Задание A:
Переведите на английский язык предложение «Наверное, и без меня они бы сделали этот спектакль, потому что первый раз они встретились в марте, а я примкнул к ним в конце июня.» из интервью с Михаилом Дурненковым.
Задание B:
Перескажите кратко в виде списка абзац интервью с Михаилом Дурненковым, который начинается словами «Прежде чем стать драматургом», и сохраните его основные факты.
Задание C:
Продолжите интервью с драматургом Михаилом Дурненковым о новом «Ревизоре», начав сразу после последнего вопроса.

Текст для анализа:
++++

Размер шрифта:
Изображения:
Цветовая схема:

«Спектакль — это краш-тест»: зачем драматург Михаил Дурненков заново переписал «Ревизора»

«Спектакль — это краш-тест»: зачем драматург Михаил Дурненков заново переписал «Ревизора» - фотография

Елена Смородинова поговорила с драматуром Михаилом Дурненковым о том, зачем и как он вместе с Бутусовым, Трибунцевым, Райкиным и другими звездами театра заново перепридумали пьесу Николая Гоголя.

Прежде чем стать драматургом, Михаил Дурненков успел побыть сторожем, журналистом и инженером, работал на «АвтоВАЗе», начал писать пьесы, стал частью зарождающейся в нулевые «новой драмы», окончил мастерскую Арабова во ВГИКе. Сегодня он обладатель «Золотой маски», автор почти четырех десятков пьес, а его работы переведены семь языков, среди которых даже турецкий и кастильский. В самой свежей премьере Юрия Бутусова в Москве, Дурненков переосмыслил и переписал текст «Ревизора». В спектакле заняты Марьяна Спивак из «Нелюбви» Звягинцева, Тимофей Трибунцев в роли Городничего и Константин Райкин в роли Хлестакова — получился серьезный и честный разговор о российской действительности.

 — В релизе «Сатирикона» написали, что драматург Михаил Дурненков написал пьесу прямо «под ноги» репетирующим артистам. Это как?

 — Давай я тебе просто расскажу историю этой всей вещи? Вообще, конечно, это очень странно считать себя автором, когда получается, что мы все авторы. И я, и Бутусов, и Райкин, и Трибунцев, и художник Обрезков, и…

— Много авторов — это всегда проблема.

— Не в этом дело. Просто ты не можешь отделить свою работу от всей остальной и сказать: «Знаете, ребята, без меня это…» Наверное, и без меня они бы сделали этот спектакль, потому что первый раз они встретились в марте, а я примкнул к ним в конце июня.
— Что они делали в марте?

++++

Записи из коллекции

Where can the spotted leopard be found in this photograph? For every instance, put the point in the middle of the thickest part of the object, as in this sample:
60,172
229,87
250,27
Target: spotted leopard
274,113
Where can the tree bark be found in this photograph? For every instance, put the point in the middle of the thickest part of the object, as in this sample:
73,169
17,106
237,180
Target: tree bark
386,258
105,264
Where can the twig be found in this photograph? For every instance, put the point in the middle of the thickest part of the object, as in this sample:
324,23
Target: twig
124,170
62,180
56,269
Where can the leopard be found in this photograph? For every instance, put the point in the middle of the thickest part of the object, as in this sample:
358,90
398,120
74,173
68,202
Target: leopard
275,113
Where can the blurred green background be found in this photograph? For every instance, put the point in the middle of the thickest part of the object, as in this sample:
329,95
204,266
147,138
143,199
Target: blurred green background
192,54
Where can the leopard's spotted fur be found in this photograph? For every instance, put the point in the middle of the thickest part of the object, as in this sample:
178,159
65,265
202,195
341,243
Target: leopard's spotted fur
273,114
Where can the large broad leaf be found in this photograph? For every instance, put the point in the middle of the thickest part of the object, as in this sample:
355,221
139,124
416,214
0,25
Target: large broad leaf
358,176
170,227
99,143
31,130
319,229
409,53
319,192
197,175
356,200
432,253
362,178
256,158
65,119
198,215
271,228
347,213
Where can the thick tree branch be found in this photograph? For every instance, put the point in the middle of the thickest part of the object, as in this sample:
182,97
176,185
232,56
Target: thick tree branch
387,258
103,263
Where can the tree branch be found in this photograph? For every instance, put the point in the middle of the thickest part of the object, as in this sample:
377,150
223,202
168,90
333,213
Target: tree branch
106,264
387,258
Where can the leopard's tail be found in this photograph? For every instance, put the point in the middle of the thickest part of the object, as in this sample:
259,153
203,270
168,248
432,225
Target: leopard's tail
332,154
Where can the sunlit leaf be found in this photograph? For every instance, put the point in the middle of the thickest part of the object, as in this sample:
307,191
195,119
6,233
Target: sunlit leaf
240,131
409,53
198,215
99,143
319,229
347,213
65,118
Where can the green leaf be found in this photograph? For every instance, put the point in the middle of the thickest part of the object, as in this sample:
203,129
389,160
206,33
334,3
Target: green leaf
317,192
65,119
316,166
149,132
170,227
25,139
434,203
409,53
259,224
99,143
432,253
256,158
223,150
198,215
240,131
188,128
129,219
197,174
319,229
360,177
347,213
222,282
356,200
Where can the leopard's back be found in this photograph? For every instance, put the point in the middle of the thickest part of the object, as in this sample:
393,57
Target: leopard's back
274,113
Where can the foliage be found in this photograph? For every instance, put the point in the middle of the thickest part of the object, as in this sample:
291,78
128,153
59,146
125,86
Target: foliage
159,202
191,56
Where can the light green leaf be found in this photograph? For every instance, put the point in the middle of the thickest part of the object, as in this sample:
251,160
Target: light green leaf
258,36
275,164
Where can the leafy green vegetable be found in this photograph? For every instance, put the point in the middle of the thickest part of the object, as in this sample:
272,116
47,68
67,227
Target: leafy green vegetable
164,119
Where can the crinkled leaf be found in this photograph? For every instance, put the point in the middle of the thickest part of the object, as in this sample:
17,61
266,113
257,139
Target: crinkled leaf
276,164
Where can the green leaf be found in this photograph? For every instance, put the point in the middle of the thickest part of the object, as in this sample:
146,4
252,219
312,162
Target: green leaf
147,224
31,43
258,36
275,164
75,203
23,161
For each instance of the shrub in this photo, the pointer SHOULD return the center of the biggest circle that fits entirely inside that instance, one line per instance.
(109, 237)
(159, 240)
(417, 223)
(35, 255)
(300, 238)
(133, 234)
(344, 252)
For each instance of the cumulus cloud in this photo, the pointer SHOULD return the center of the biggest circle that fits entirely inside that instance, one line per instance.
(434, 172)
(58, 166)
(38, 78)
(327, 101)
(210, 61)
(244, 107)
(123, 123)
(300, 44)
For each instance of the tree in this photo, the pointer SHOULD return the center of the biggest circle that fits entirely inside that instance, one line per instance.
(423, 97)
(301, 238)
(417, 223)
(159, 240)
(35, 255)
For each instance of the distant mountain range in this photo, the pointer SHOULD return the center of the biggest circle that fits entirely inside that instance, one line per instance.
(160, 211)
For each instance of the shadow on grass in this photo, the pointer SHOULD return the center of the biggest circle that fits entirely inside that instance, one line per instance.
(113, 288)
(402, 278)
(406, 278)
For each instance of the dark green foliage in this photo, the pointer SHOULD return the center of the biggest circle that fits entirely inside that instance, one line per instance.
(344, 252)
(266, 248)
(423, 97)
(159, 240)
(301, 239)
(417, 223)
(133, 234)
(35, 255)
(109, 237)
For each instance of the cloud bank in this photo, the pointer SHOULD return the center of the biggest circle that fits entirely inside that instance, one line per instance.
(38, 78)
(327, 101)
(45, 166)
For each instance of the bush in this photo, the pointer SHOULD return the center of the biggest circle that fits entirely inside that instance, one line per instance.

++++

Ваш ответ A:
They probably would have made this production without me too, because they first met in March, and I joined them at the end of June.

Ваш ответ B:
- До драматургии Дурненков работал сторожем, журналистом и инженером, в том числе на «АвтоВАЗе».
- Он начал писать пьесы, вошел в «новую драму» нулевых и окончил мастерскую Арабова во ВГИКе.
- Он обладатель «Золотой маски» и автор почти четырех десятков пьес, переведенных на семь языков, включая турецкий и кастильский.
- Для новой московской премьеры Юрия Бутусова он переосмыслил и переписал текст «Ревизора».
- В спектакле заняты Марьяна Спивак, Тимофей Трибунцев в роли Городничего и Константин Райкин в роли Хлестакова.
- Получился серьезный и честный разговор о российской действительности.

Ваш ответ C:
— Пытались раскачать пьесу Гоголя «Ревизор». Но через какое‑то время Бутусов загрустил. Сперва он поменял ролями актеров: сначала Райкин должен был быть городничим, а Трибунцев — Хлестаковым. И Бутусов понял, что это уже настолько 1018-я постановка Гоголя, что надо с этим что‑то делать. Но ситуация все равно не поменялась. Потому что это Чехова можно ставить как угодно, а «Ревизора» как угодно не поставишь. Это комедия, она привязана к юмору, юмор — к ситуации, а ситуация — к словам… Все это уже было много раз сыграно, и сыграть по-другому как будто бы невозможно. На репетициях обращались к опыту Мейерхольда, который делал довольно жутковатый спектакль в свое время (в 1926 году в ТИМе. — Прим. ред.). И это тоже в каком‑то смысле уже было. Тогда Бутусов сказал: «Надо взломать ситуацию, найти другой способ». Когда я пришел, мы еще какое‑то время размышляли, как поменять характеры, чтобы постановка не была просто очередным прочтением.

— А в чем проблема с очередной трактовкой?

— Из‑за этих многочисленных прочтений пьеса перестала работать.
Где бы «Ревизор» ни был поставлен, он превращался в безобидную и беззубую историю про милых смешных чиновников.
Какое‑то время мы пытались жить как‑то в этой канве, а потом начали глобально менять ситуацию. Мы разговаривали, потом я шел писать сцену, приносил, мы пробовали. И когда чувствовали, что опять выходит хорошо знакомый Гоголь, мы делали шаг назад.

— И дошли до того, что даже борзых щенков у вас не осталось!

— Упоминаются борзые щенки, почему! Там есть такая фраза: «Любите вы охоту, берете взятки борзыми щенками — ну и берите свои взятки, владейте дворцами и землями, главное, не останавливайте нас на улице, не присылайте повесток.
Потому что сегодня, если к тебе на улице подойдет полицейский, это и есть самое пренеприятное известие».

Конечно, остались отсылки к Гоголю, система персонажей, но поменялись смыслы. Появилась эмоция, которая связана с сегодняшним днем, потому что отправная точка нашего спектакля — это как нам жить с тем, что у нас есть, как не сделать комедию о том, что вообще не смешно уже совсем. Мы разъехались на лето, и я написал первую сцену, где Трибунцев рассказывает про маму, у которой ковид, а врачи не едут. Эта сцена — про бессилие. И это была какая‑то важная эмоция.

— В начале спектакля артисты произносят монологи. Где ты взял истории для них? Стилистически это похоже на вербатим.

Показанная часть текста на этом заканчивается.